ABOUT THIS TASK:
What do the lines say from the start of the entries through the one containing "positive clicks: (74, 288)"? Repeat them exactly.

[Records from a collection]

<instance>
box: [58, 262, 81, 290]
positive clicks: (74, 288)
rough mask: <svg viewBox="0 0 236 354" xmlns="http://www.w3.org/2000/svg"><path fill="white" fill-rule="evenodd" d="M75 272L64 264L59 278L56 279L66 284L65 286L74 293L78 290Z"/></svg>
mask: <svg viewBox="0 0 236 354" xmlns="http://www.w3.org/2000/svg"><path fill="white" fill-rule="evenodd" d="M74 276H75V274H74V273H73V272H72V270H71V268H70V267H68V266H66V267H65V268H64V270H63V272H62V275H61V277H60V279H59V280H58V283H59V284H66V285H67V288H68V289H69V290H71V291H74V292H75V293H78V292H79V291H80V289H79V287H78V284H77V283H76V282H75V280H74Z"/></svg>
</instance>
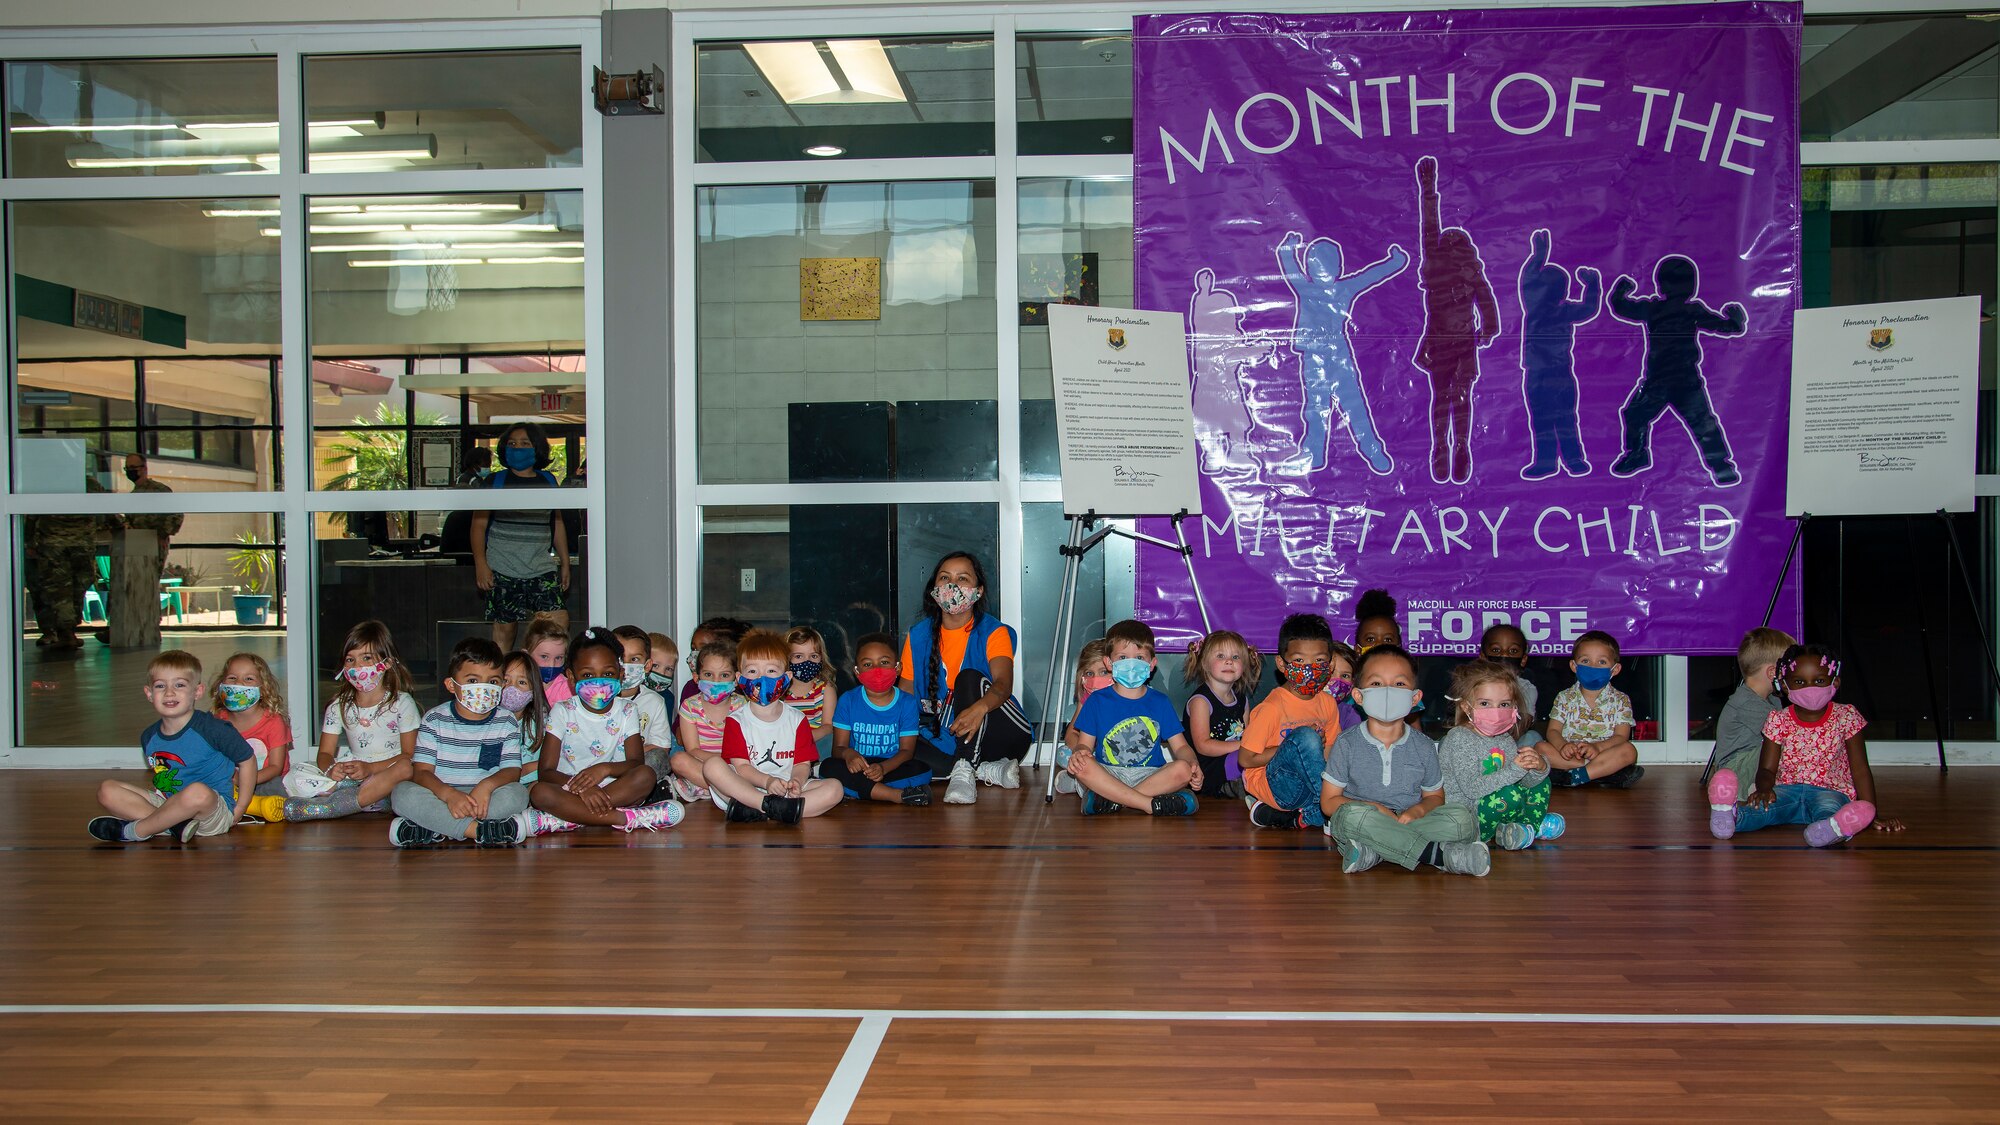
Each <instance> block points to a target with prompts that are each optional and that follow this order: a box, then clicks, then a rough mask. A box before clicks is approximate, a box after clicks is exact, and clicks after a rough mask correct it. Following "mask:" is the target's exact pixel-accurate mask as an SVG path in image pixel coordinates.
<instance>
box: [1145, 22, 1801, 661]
mask: <svg viewBox="0 0 2000 1125" xmlns="http://www.w3.org/2000/svg"><path fill="white" fill-rule="evenodd" d="M1132 46H1134V50H1132V54H1134V90H1136V106H1134V110H1136V114H1134V116H1136V122H1134V124H1136V128H1134V144H1136V152H1134V174H1136V186H1134V192H1136V254H1138V304H1140V308H1158V310H1186V312H1188V332H1190V370H1192V396H1194V428H1196V444H1198V446H1200V460H1202V464H1200V468H1202V502H1204V506H1206V514H1204V516H1200V520H1198V522H1190V524H1188V538H1190V542H1192V544H1194V562H1196V571H1198V575H1200V581H1202V593H1204V595H1206V597H1208V601H1210V613H1212V617H1214V621H1216V625H1218V627H1230V629H1238V631H1242V633H1246V635H1248V637H1250V639H1252V643H1258V645H1270V643H1272V641H1274V639H1276V633H1278V621H1280V619H1282V617H1284V615H1286V613H1296V611H1316V613H1324V615H1326V617H1328V619H1330V621H1334V631H1336V635H1350V633H1352V605H1354V599H1356V597H1358V595H1360V591H1364V589H1370V587H1386V589H1388V591H1390V593H1392V595H1396V599H1398V601H1400V603H1402V633H1404V639H1406V641H1408V643H1410V647H1412V649H1414V651H1418V653H1472V651H1474V649H1476V645H1478V637H1480V633H1482V631H1484V627H1486V625H1492V623H1496V621H1512V623H1516V625H1520V627H1522V629H1524V631H1526V633H1528V639H1530V643H1532V645H1534V649H1536V651H1566V649H1568V641H1572V639H1574V637H1576V635H1580V633H1584V631H1586V629H1606V631H1610V633H1612V635H1616V637H1618V639H1620V641H1622V643H1624V647H1626V651H1628V653H1734V651H1736V643H1738V639H1740V637H1742V633H1744V629H1748V627H1752V625H1758V621H1760V619H1762V615H1764V603H1766V601H1768V599H1770V595H1772V585H1774V583H1776V579H1778V573H1780V565H1782V562H1784V554H1786V546H1788V542H1790V536H1792V524H1790V522H1788V520H1786V518H1784V452H1786V386H1788V382H1790V350H1792V348H1790V330H1792V310H1794V308H1796V306H1798V236H1800V202H1798V182H1800V180H1798V60H1800V8H1798V4H1690V6H1662V8H1600V10H1578V8H1568V10H1554V8H1544V10H1494V12H1464V10H1462V12H1414V14H1396V16H1370V14H1344V16H1252V14H1226V16H1142V18H1140V20H1138V22H1136V28H1134V44H1132ZM1144 530H1148V532H1152V534H1172V532H1170V530H1166V528H1164V524H1162V522H1160V520H1146V522H1144ZM1138 613H1140V617H1144V619H1146V621H1150V623H1152V625H1154V629H1156V631H1158V633H1160V639H1162V643H1164V645H1186V643H1188V641H1190V639H1194V637H1198V635H1200V615H1198V613H1196V609H1194V601H1192V595H1190V589H1188V577H1186V569H1184V567H1182V565H1180V560H1178V558H1174V556H1172V554H1168V552H1146V550H1142V552H1140V554H1138ZM1796 623H1798V589H1796V581H1792V583H1790V587H1788V591H1786V597H1784V599H1780V609H1778V617H1776V621H1774V625H1778V627H1796Z"/></svg>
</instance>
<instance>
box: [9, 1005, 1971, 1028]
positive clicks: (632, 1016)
mask: <svg viewBox="0 0 2000 1125" xmlns="http://www.w3.org/2000/svg"><path fill="white" fill-rule="evenodd" d="M204 1013H246V1015H250V1013H290V1015H530V1017H532V1015H550V1017H554V1015H564V1017H574V1015H602V1017H618V1019H860V1021H870V1019H880V1021H884V1023H886V1021H890V1019H970V1021H980V1019H1078V1021H1140V1023H1148V1021H1174V1023H1656V1025H1690V1023H1704V1025H1854V1027H2000V1015H1906V1013H1882V1015H1864V1013H1732V1011H1690V1013H1656V1011H1122V1009H1052V1011H1040V1009H992V1011H988V1009H908V1011H904V1009H876V1007H572V1005H324V1003H218V1005H132V1003H106V1005H0V1017H6V1015H204Z"/></svg>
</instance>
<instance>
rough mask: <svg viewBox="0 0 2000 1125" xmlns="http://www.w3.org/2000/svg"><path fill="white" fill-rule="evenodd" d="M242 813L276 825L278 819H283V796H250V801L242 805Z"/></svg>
mask: <svg viewBox="0 0 2000 1125" xmlns="http://www.w3.org/2000/svg"><path fill="white" fill-rule="evenodd" d="M244 813H250V815H252V817H258V819H260V821H270V823H272V825H276V823H278V821H284V797H252V799H250V803H248V805H244Z"/></svg>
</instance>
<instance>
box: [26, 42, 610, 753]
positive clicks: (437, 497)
mask: <svg viewBox="0 0 2000 1125" xmlns="http://www.w3.org/2000/svg"><path fill="white" fill-rule="evenodd" d="M600 46H602V24H600V22H598V20H436V22H410V24H340V26H228V28H214V30H190V28H118V30H108V32H62V30H58V32H36V30H12V32H4V34H0V58H4V60H62V58H198V56H236V58H242V56H276V68H278V128H280V138H282V144H284V146H286V152H284V162H282V170H280V172H276V174H270V176H218V174H198V176H104V178H88V176H66V178H0V204H14V202H22V200H178V198H242V196H274V198H278V210H280V216H278V218H280V226H282V228H284V236H282V248H280V270H282V272H280V278H282V288H280V356H282V364H284V366H282V370H284V382H282V388H284V392H282V402H280V432H282V450H284V454H282V466H284V480H286V484H284V488H282V490H262V492H176V494H172V496H134V494H130V492H118V494H16V492H14V490H12V476H10V474H12V460H14V456H12V450H14V434H16V432H18V424H16V420H14V394H12V392H10V394H8V414H6V416H8V452H6V456H0V516H4V520H6V532H4V534H6V546H8V548H6V550H4V558H0V583H4V585H6V587H4V589H10V591H14V595H12V597H10V599H8V601H10V609H8V611H6V617H4V619H0V621H4V625H6V629H8V631H10V635H8V641H6V645H0V683H4V685H8V689H10V691H12V697H14V699H16V701H20V699H22V697H24V693H22V687H24V685H22V683H20V675H22V661H20V645H22V627H24V621H22V597H20V575H18V573H16V569H18V558H20V540H18V526H20V524H18V516H26V514H40V512H90V514H112V512H230V514H276V516H282V518H284V550H286V562H288V565H286V585H284V599H286V609H288V617H286V631H284V641H286V653H284V669H280V677H282V679H284V685H286V707H288V711H290V713H292V737H294V745H296V747H300V751H302V753H304V747H314V745H318V731H320V725H318V715H320V713H318V705H316V687H318V671H316V667H314V665H316V635H318V627H320V621H318V617H320V613H318V548H316V536H314V516H316V514H318V512H350V510H444V512H450V510H496V508H534V506H546V504H548V500H546V498H540V500H536V498H534V496H526V494H508V492H496V494H484V492H468V490H458V488H436V490H434V488H404V490H386V492H328V490H318V488H312V410H310V400H312V396H310V392H308V390H306V388H308V372H310V370H312V364H310V354H308V352H310V340H308V324H306V312H308V294H310V278H308V274H306V264H308V262H306V258H308V248H306V246H308V242H306V222H304V218H306V210H304V208H306V200H308V198H310V196H330V194H414V192H426V194H428V192H580V196H582V204H584V206H582V212H584V402H586V404H588V412H586V418H584V440H586V448H598V446H600V434H602V428H604V364H602V362H600V356H602V338H604V298H602V274H604V266H602V262H604V256H602V248H604V224H602V204H604V200H602V176H600V168H602V160H600V152H602V118H600V116H598V114H596V112H594V110H592V108H590V104H588V100H586V102H584V106H582V122H580V124H582V130H584V146H582V164H580V166H576V168H518V170H510V168H480V170H460V172H308V170H306V130H304V120H306V106H304V60H306V56H318V54H412V52H446V50H500V48H558V50H568V48H574V50H578V52H580V58H578V72H576V76H574V80H576V84H578V88H580V90H588V84H590V70H592V68H594V66H598V60H600ZM4 264H6V276H8V278H12V274H14V260H12V246H10V248H8V256H6V262H4ZM12 288H14V286H12V284H6V286H4V290H6V302H8V308H6V350H8V368H10V370H12V368H14V308H12V300H14V294H12ZM388 344H394V342H388ZM8 386H12V376H10V378H8ZM582 500H584V502H582V504H580V506H584V510H586V512H588V518H590V526H606V522H604V482H602V478H588V480H586V486H584V488H582ZM298 546H306V550H304V552H302V554H300V552H296V548H298ZM586 575H588V579H586V581H588V611H590V617H592V619H594V621H596V619H602V617H604V597H606V591H604V548H592V550H590V552H588V556H586ZM126 691H132V693H134V695H136V693H138V685H136V683H134V685H118V687H114V689H112V699H124V695H122V693H126ZM102 703H106V701H82V699H80V701H76V703H74V705H76V707H90V705H102ZM140 727H142V723H136V725H134V729H132V735H134V737H136V735H138V729H140ZM0 747H4V749H0V767H30V769H104V767H132V765H136V757H134V749H132V743H124V745H114V747H50V745H34V743H32V733H28V735H26V737H22V731H20V729H18V723H12V721H10V723H8V725H6V735H4V739H0Z"/></svg>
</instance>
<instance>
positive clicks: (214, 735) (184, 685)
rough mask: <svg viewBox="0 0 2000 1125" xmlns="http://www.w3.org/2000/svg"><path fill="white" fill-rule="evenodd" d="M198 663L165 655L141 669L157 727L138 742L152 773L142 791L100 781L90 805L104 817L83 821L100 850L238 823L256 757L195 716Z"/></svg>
mask: <svg viewBox="0 0 2000 1125" xmlns="http://www.w3.org/2000/svg"><path fill="white" fill-rule="evenodd" d="M200 695H202V663H200V661H196V659H194V653H184V651H180V649H170V651H166V653H160V655H158V657H154V659H152V663H150V665H146V703H150V705H152V711H154V715H158V717H160V721H158V723H154V725H152V727H146V731H144V733H140V737H138V745H140V753H144V755H146V765H148V767H150V769H152V779H150V783H148V785H132V783H130V781H106V783H104V785H100V787H98V805H102V807H104V811H106V813H110V817H96V819H92V821H90V835H92V837H96V839H100V841H104V843H136V841H142V839H148V837H156V835H160V833H170V831H176V829H178V831H180V841H182V843H186V841H190V839H194V837H198V835H202V837H220V835H222V833H226V831H230V829H232V827H234V825H236V821H238V819H240V817H242V803H244V801H246V799H248V797H250V791H252V789H256V755H254V753H250V743H246V741H244V737H242V735H238V733H236V729H234V727H230V725H228V723H224V721H220V719H216V717H214V715H208V713H206V711H196V707H194V701H196V699H200Z"/></svg>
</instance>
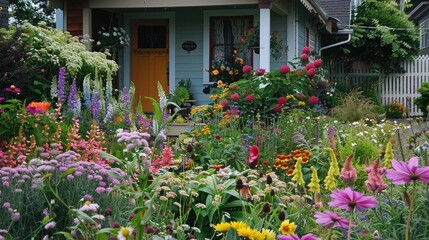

RESULT OF THE EXERCISE:
<instance>
box: [58, 262, 81, 290]
positive clicks: (74, 288)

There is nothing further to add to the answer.